> **What to produce**
Reproduce verbatim the lines below, beginning with the line that contains "fixture in the provided photograph." and continuing through the line that contains "319,205,391,263", with both of those lines included.

> **Entries supplied**
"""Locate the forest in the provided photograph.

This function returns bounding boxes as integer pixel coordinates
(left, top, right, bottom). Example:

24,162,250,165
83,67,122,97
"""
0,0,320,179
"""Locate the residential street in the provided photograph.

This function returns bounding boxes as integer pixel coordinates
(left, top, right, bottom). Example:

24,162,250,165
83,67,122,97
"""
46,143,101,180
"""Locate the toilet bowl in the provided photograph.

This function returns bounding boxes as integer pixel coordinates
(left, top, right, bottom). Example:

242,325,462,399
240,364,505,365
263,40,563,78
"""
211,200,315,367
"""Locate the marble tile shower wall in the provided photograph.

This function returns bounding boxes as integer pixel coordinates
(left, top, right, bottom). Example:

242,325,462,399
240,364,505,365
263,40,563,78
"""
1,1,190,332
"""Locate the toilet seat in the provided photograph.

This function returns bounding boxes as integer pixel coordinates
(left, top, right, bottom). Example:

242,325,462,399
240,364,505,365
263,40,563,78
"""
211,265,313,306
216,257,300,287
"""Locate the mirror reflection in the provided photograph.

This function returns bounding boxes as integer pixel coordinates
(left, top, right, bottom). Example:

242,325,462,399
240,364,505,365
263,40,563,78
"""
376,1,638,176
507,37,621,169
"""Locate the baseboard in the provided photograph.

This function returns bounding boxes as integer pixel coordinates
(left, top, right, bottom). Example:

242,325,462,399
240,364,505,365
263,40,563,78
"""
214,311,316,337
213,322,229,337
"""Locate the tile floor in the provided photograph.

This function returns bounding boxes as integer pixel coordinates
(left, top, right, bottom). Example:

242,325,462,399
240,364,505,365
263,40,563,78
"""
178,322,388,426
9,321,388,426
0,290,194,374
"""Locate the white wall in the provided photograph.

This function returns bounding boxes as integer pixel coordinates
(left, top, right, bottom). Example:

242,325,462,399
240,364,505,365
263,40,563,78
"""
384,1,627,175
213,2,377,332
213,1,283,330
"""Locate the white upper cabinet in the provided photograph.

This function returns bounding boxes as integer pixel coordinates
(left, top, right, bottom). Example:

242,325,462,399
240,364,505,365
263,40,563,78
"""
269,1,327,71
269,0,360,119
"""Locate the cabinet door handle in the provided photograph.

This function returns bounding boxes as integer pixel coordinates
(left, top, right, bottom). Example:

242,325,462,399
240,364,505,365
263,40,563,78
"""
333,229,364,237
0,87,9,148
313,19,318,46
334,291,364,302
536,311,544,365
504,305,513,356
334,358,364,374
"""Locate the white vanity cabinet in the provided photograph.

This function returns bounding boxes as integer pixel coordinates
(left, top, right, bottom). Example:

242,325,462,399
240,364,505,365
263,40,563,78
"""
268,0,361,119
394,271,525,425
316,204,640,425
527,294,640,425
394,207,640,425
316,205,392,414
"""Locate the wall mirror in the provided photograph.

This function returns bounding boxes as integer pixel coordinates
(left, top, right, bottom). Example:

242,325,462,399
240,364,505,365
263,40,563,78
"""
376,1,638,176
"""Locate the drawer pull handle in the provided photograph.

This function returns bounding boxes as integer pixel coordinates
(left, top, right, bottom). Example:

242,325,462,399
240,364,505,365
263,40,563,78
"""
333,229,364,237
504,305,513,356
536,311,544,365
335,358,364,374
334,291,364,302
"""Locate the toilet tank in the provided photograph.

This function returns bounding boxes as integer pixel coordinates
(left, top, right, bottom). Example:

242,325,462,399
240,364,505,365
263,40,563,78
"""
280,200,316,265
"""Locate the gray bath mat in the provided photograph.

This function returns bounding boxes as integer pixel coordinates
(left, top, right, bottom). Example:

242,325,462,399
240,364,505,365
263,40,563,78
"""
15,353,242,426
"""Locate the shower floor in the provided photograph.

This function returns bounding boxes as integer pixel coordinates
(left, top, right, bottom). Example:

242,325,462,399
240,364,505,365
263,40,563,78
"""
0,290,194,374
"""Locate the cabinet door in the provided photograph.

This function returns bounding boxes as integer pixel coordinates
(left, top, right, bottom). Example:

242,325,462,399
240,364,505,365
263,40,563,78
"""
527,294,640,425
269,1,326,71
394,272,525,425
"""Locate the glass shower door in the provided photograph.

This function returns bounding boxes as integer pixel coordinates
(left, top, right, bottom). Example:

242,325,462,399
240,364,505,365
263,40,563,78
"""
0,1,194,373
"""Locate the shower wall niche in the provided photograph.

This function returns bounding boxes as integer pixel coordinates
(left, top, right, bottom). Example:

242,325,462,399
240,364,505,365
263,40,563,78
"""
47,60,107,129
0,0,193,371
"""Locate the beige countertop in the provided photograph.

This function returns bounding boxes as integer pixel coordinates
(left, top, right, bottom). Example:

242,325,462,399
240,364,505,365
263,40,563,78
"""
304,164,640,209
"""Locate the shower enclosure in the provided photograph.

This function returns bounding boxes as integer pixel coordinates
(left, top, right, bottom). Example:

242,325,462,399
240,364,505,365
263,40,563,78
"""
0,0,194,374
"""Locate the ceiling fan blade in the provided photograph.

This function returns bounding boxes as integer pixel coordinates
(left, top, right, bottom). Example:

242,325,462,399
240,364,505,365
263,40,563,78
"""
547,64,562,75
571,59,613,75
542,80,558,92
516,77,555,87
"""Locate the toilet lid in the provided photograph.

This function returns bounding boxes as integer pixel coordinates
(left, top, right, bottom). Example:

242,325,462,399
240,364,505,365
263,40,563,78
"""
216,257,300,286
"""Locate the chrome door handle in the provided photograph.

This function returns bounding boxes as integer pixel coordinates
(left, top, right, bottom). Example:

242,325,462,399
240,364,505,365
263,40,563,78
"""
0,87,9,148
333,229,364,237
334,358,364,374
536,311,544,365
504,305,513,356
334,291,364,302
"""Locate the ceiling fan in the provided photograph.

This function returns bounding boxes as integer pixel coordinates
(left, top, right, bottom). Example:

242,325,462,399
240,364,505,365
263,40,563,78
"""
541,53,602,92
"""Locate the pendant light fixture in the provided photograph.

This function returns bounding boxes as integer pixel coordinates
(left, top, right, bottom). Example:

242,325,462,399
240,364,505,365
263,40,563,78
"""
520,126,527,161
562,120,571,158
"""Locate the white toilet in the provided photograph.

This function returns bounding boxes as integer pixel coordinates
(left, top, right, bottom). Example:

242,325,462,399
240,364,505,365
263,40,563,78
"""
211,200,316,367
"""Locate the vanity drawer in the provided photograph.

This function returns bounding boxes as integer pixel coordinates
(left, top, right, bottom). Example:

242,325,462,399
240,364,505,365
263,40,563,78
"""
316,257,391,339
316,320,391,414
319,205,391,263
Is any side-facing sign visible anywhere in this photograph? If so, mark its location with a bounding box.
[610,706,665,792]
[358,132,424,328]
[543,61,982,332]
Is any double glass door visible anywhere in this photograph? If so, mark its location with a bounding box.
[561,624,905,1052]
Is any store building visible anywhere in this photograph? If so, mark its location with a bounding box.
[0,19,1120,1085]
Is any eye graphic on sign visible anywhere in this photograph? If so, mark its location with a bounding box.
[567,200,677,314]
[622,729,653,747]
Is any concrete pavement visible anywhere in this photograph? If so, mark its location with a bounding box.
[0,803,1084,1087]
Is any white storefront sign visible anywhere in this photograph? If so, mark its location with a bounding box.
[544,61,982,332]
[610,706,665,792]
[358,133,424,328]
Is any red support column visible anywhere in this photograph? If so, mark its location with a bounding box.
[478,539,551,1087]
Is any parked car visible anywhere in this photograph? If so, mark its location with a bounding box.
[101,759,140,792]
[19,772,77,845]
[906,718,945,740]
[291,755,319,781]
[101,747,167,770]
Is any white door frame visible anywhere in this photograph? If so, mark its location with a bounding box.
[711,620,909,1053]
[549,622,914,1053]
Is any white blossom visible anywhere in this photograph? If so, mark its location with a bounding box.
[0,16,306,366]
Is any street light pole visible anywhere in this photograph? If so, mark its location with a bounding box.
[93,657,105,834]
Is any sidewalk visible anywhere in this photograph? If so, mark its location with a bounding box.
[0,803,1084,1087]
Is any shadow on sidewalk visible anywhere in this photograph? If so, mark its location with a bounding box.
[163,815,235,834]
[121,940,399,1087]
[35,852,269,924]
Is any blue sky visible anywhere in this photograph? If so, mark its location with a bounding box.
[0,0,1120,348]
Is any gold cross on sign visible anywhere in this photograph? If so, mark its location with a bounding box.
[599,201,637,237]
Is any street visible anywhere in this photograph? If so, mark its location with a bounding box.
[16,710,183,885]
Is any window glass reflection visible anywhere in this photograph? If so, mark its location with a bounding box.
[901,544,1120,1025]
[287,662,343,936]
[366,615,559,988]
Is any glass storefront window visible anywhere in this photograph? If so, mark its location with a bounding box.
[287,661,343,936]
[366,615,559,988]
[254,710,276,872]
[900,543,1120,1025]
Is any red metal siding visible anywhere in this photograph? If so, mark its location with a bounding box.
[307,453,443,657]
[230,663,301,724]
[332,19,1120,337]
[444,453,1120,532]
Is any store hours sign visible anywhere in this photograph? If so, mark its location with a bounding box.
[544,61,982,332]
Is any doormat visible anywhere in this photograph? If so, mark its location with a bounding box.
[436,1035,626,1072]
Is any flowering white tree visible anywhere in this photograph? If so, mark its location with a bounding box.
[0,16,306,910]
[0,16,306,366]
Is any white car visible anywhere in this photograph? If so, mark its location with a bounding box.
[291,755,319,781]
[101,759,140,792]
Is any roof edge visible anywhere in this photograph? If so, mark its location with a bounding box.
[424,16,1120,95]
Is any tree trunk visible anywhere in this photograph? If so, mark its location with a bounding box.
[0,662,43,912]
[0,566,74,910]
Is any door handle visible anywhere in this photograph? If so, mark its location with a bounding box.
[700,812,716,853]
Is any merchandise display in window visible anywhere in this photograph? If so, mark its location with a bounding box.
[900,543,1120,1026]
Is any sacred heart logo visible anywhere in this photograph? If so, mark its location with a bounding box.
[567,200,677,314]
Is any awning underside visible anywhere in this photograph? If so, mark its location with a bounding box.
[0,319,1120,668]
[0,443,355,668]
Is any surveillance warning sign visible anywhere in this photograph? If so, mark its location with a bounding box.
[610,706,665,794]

> **Result for this task**
"""Locate the pendant light fixture in the provided photograph.

This function returns bounding boxes as integer pixel coordinates
(left, top, right, bottom). Example:

242,325,462,399
240,364,505,365
263,40,563,78
"""
520,126,527,161
562,120,571,158
"""Locate the white toilet in the provided photograph.

This function returns bounding boxes as integer pixel coordinates
(left, top, right, bottom). Example:

242,325,462,399
240,364,505,365
263,40,563,78
"""
211,200,316,367
"""Locate the vanity drawer in the provided photograph.

This function returns bounding boxes as integer pixel coordinates
(left, top, right, bottom). Example:

242,325,462,399
240,364,505,365
263,40,563,78
"""
316,257,391,339
316,320,391,414
319,205,391,263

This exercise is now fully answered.